- DATASET RECORDS -
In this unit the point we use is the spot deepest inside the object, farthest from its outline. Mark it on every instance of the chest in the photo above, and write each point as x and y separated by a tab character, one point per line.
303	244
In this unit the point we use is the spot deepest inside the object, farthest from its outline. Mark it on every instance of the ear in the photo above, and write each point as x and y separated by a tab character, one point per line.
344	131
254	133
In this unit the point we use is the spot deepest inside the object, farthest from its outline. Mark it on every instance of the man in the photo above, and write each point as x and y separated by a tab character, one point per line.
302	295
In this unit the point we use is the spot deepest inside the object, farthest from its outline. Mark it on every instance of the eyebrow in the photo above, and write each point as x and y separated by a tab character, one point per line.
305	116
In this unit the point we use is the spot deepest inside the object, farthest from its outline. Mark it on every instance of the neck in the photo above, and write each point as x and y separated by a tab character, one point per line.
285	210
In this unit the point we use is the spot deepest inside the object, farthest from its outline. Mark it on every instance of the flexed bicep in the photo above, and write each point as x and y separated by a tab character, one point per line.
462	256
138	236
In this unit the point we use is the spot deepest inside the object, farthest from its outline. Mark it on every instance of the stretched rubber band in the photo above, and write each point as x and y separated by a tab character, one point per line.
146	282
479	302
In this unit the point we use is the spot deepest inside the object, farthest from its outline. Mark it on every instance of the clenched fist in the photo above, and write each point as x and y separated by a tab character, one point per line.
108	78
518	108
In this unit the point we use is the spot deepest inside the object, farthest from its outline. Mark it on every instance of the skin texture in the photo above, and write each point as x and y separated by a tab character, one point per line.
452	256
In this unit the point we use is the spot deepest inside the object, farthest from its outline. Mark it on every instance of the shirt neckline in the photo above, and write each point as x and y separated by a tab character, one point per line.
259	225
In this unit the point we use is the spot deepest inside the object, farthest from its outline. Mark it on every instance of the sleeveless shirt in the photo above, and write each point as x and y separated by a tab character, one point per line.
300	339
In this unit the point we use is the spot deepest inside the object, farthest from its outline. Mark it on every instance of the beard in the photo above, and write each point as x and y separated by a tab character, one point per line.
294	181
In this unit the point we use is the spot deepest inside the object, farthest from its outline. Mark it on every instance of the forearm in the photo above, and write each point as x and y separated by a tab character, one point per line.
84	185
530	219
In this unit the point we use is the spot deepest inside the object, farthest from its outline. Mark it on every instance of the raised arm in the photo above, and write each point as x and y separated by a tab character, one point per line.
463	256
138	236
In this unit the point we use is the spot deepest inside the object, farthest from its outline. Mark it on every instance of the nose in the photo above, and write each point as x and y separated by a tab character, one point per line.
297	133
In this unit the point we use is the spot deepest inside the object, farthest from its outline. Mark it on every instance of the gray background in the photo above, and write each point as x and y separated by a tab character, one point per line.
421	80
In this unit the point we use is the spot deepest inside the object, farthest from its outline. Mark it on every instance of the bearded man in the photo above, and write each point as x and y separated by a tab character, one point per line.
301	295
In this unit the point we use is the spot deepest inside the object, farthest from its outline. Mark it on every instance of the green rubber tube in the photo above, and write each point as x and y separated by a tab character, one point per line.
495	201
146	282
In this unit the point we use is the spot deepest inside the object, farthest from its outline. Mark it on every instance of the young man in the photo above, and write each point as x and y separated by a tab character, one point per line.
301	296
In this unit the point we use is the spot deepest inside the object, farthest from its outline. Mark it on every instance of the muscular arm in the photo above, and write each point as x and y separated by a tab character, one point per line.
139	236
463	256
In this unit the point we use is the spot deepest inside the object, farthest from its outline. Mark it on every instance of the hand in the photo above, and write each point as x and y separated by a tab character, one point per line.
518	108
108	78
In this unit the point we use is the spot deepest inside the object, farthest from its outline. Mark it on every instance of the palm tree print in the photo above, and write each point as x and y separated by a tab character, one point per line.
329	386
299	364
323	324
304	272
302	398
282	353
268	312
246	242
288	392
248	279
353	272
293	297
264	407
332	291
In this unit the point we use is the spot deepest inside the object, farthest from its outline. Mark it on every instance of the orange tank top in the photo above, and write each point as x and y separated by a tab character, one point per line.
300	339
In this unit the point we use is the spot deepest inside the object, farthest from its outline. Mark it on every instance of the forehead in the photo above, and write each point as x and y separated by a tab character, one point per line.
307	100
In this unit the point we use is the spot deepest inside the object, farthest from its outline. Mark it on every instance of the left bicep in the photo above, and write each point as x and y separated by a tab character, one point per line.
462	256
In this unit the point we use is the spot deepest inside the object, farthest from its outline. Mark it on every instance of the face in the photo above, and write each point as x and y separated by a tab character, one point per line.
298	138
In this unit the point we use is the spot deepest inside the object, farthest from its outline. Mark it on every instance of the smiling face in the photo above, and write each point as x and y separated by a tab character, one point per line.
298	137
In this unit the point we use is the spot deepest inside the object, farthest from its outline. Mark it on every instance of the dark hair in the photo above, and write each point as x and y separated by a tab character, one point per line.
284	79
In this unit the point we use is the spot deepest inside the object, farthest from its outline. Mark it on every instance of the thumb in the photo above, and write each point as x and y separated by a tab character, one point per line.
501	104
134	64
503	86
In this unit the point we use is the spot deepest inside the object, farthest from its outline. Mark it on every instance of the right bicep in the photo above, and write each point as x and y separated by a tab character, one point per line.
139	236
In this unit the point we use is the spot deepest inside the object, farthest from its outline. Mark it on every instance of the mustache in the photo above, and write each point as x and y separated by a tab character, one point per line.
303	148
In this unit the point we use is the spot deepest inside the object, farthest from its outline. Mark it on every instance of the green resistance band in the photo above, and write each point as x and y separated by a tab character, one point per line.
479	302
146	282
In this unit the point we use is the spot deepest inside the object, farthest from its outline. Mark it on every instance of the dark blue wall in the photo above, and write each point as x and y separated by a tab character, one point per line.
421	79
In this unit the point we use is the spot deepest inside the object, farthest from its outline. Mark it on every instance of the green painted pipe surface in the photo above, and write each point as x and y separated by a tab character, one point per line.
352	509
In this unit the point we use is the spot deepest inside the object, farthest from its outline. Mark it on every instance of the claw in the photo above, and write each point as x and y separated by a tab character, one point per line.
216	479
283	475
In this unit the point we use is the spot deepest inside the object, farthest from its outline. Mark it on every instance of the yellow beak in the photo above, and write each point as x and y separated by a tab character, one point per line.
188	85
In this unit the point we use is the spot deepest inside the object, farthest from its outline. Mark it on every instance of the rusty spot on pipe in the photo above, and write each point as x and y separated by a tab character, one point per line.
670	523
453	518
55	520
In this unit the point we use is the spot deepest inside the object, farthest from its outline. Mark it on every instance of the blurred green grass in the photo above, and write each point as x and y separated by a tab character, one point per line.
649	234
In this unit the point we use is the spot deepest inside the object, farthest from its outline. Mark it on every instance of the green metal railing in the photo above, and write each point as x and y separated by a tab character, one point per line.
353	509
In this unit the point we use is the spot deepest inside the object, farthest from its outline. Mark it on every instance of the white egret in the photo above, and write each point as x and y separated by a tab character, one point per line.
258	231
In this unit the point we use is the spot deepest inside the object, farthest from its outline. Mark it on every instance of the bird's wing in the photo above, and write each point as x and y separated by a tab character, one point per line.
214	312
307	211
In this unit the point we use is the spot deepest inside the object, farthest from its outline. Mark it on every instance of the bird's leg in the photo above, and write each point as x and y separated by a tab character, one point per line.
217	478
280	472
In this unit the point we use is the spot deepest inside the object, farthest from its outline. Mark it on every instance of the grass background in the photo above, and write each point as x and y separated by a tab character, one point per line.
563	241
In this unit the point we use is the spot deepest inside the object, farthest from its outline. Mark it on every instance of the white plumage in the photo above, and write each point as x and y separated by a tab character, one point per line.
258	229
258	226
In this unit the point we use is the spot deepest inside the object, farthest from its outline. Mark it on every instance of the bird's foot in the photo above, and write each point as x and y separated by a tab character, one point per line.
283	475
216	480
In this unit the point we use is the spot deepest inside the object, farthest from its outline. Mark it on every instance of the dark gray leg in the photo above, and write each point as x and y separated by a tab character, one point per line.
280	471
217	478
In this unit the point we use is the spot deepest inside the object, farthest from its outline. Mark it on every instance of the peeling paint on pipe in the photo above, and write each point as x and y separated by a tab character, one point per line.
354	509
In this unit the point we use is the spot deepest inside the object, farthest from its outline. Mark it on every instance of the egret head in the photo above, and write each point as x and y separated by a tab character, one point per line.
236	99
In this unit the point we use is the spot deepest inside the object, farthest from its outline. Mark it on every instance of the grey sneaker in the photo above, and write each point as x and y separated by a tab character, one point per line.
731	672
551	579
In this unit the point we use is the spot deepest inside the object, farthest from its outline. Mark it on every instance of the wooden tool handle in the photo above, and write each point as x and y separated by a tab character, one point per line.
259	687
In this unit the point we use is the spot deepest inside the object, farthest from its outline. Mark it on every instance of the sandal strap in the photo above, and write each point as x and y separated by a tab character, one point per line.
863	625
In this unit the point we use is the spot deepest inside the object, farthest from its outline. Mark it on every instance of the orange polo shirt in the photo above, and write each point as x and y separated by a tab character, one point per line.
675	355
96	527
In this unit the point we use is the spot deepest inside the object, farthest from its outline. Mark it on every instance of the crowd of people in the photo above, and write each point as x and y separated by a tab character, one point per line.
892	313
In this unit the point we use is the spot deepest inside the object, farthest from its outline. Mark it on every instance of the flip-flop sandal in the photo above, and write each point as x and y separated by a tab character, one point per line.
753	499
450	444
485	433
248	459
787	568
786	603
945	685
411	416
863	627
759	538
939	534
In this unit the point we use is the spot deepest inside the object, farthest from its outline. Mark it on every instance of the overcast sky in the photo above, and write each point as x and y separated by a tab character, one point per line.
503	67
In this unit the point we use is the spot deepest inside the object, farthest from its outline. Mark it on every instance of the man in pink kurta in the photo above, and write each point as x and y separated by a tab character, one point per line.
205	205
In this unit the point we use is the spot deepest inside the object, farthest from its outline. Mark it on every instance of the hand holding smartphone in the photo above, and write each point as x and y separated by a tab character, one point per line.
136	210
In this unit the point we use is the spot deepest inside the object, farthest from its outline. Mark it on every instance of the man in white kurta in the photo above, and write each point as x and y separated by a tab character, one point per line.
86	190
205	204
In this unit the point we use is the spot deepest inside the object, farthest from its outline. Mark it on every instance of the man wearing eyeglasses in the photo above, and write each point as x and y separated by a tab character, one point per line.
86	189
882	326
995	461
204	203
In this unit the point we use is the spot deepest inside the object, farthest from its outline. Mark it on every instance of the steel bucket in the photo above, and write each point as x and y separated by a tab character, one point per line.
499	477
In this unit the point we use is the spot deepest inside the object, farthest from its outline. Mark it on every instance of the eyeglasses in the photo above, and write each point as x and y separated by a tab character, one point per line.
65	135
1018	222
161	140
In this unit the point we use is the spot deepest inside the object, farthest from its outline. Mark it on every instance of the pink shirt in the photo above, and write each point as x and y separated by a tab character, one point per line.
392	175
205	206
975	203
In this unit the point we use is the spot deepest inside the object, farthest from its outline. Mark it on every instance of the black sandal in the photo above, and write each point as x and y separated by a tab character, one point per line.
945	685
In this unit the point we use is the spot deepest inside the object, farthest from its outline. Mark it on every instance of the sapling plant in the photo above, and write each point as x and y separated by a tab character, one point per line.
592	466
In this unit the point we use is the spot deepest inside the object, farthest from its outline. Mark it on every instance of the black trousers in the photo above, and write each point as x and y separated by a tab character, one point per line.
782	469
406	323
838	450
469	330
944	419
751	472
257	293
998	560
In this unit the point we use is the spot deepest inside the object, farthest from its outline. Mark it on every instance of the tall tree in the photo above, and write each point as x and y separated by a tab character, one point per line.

- WHAT TO PRODUCE -
Return, exactly and without additions, the lines that run from the one containing "of the sapling" to the end of the material above.

- WRITTEN ANSWER -
In this unit the point we use is the spot deepest inside the object, farthest from its outline. Mark it on every instance of the sapling plant in the photo above, and write each point as x and y separated by a tab character, one point per line.
592	466
In this unit the point we use is the spot deepest inside the object, farthest from its outline. Mark it on every instance of the black trousers in the photo above, and write each point as x and y separated by a tab character, one point per line.
782	469
406	323
838	450
469	330
944	419
751	472
257	293
998	560
In this unit the point we use is the spot deepest inside the object, farthest from its outline. Mark it on every instance of the tall tree in the photo above, and write each point as x and y separated by a tab character, one point per line.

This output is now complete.